> Work instructions: Give the entries again exactly; drop the pictures.

BEGIN

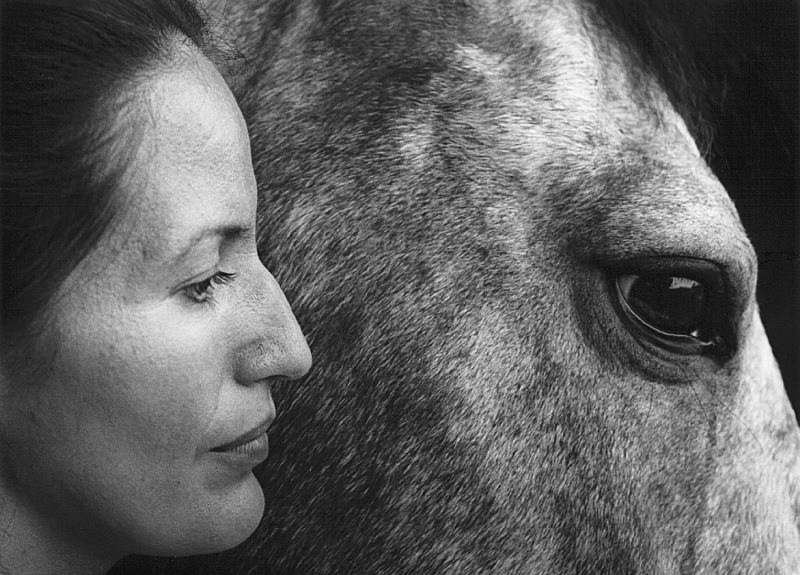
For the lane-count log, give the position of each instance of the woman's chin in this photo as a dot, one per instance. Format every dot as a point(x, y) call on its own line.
point(237, 517)
point(219, 521)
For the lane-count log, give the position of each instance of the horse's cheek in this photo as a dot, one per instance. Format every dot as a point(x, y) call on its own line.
point(754, 498)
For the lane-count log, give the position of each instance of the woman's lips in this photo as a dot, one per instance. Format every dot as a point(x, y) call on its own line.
point(252, 445)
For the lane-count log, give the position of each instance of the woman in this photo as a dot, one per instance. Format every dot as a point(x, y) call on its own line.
point(140, 332)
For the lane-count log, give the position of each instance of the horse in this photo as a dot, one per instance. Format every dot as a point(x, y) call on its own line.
point(531, 303)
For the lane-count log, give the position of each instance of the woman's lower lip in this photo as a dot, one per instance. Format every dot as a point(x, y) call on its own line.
point(256, 450)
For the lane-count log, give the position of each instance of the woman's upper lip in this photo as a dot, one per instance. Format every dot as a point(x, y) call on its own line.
point(248, 436)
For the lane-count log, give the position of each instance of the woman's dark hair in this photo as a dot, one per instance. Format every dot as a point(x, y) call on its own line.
point(67, 81)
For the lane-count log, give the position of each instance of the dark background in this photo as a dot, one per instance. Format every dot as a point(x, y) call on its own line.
point(756, 115)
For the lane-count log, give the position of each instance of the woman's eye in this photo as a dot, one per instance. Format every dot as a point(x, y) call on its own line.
point(203, 291)
point(673, 311)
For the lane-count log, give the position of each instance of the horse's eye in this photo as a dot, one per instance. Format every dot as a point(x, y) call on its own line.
point(673, 311)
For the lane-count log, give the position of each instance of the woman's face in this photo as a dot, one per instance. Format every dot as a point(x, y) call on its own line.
point(142, 430)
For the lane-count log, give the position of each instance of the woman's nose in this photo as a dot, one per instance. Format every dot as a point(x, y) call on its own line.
point(275, 346)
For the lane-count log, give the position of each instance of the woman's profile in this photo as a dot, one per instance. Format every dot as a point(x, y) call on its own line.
point(140, 331)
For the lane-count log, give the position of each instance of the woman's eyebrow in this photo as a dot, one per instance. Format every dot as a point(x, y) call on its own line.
point(227, 232)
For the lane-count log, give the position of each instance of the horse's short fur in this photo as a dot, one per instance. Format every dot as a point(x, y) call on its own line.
point(446, 188)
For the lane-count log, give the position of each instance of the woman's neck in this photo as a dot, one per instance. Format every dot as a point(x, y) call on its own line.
point(32, 544)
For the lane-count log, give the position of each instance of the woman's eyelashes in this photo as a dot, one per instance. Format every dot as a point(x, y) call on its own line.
point(203, 291)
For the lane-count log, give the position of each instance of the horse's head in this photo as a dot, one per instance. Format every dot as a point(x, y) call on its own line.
point(531, 304)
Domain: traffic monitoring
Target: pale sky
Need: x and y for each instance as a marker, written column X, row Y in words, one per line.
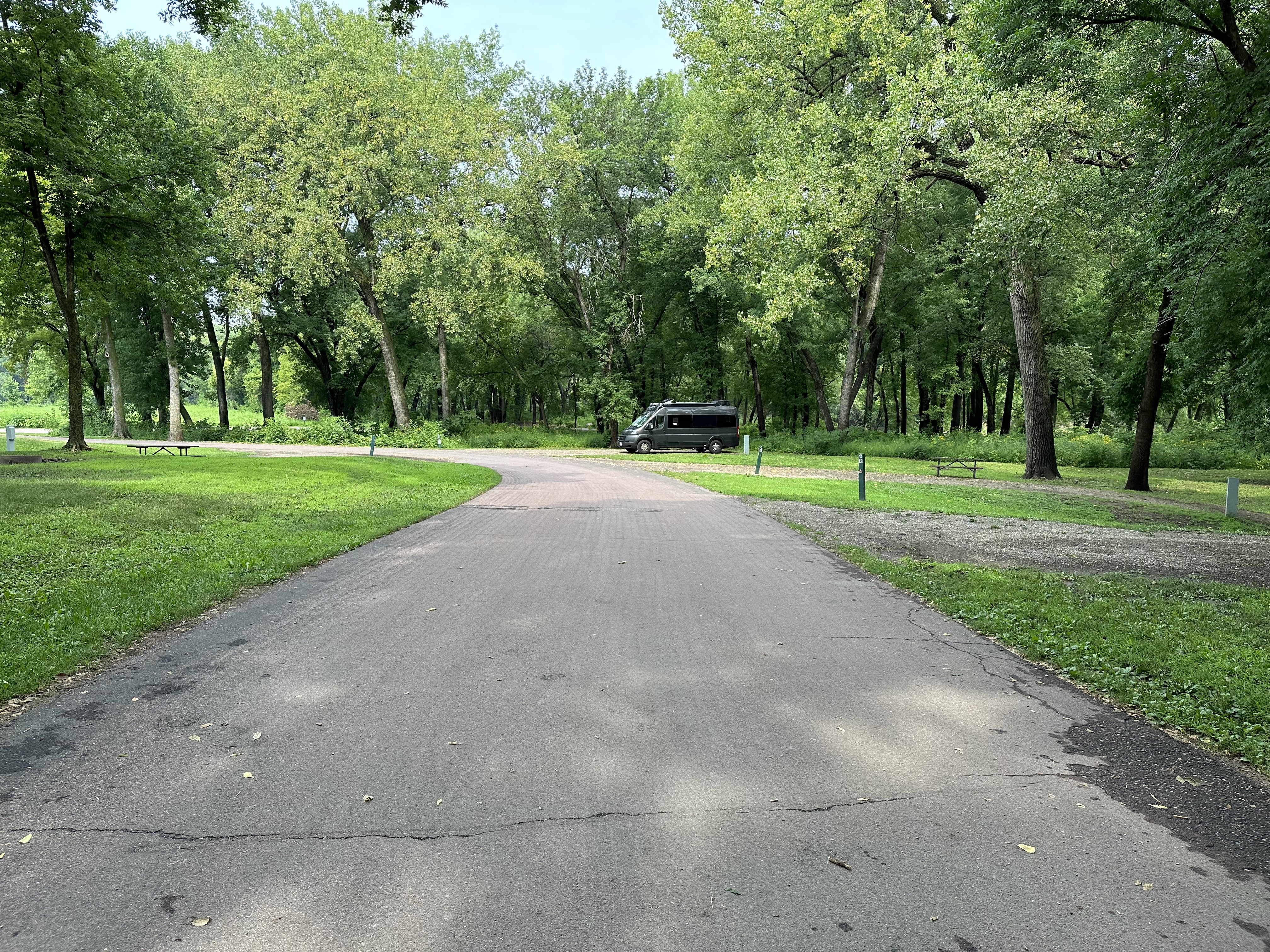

END

> Reply to the task:
For the lane-count log, give the position of each instance of the woman's chin in this photo as a dot, one per instance. Format every dot as a point(x, y) call on its own line.
point(237, 517)
point(219, 521)
For the lane-count log, give the position of each instance of the horse's cheek in this photo as a dot, one per instance. Format every dot as a point(x, y) call on its own line.
point(754, 498)
For the lane-count log, give the position of each instance of the woman's lips in this photo as a dot, one per instance. Format every dot as a point(x, y) call on its own line.
point(252, 445)
For the lane-count log, give the position of each instance of the woman in this photo as a dot, one per instance. Format every dot as a point(x, y) call on its own line.
point(140, 332)
For the lane-count log, give the position of each instance of the horse in this photo as a dot, one per instance. Format every dot as a point(x, y) call on its own line.
point(531, 303)
For the lane-count log, give the position of each instance of the woman's lower lip in this photo as a dot, one per instance. Format every dot as a point(x, y) call on its own line.
point(256, 450)
For the lane-count log, give the position of each instance of the woman's upper lip in this photo as a dot, one per instance. Format every dot as a point(x, y) call on its own line.
point(248, 436)
For the lane-count log, give the position of each instance of the woman's dark hair in this photo as a dot, one per instance. Format every dot as a point(x, y) call on its own line.
point(67, 81)
For the lane-count log, give the position of each instance of the dark background in this photo as a dot, one per instance. Format every dot as a point(x, y) call on its own line.
point(756, 115)
For the lane-count log, give the position of each instance of the woman's eye in this photo as a dot, one per instance. Format every dot as a point(x, y) call on its own line.
point(203, 291)
point(673, 311)
For the lane-count log, give the position of each instance of the horse's eye in this photo as a dot, one per instance. Format every dot as a point(x, y) call on its own line.
point(673, 311)
For the lane-count log, give the position of each instance of the woman's face in this photo as a dot, one per instance. Format every dot as a point(x, y) call on its own line.
point(142, 430)
For the lane-count log, give the position of each instance of the woman's nose in this photo as a dot, one per instance. Format every dot as a point(x, y) call on its own line.
point(275, 346)
For the lane-count log, give the position of each instance of the woman's profile in this photo as a dot, one per instance. Format every dot as a point(x, y) call on its own line.
point(140, 331)
For the lane-count log, give the position of each instance of the woman's eyebrow in this photo as a dot, one per instance. Format every dot as a point(x, y) call on its own line.
point(227, 232)
For the lane-count log, give the position of each instance of the horse's short fur in this photo as a dot, one per instance. Format every dot as a point(x, y) call on its own line.
point(446, 188)
For the lane-count log, give the position of each instance of the woman's neck in this photo as a dot, one per instance. Format every dot as a point(x, y) call on its own line.
point(32, 544)
For the lane-count log, give the position of each instance of the woman's eyelashes in this photo as a dot, one per instance. Format every dot as a point(x, y) call on its own line.
point(203, 291)
For the lane-count log, give the position of each instance of the horse's head in this photo as a dot, one per instance. Format every dot as a point(x, y) call on its own line.
point(531, 304)
Domain: traffic monitoring
Target: pale sky
Need: x and y for each instance as a marker, written column X, row Y in words, one per line.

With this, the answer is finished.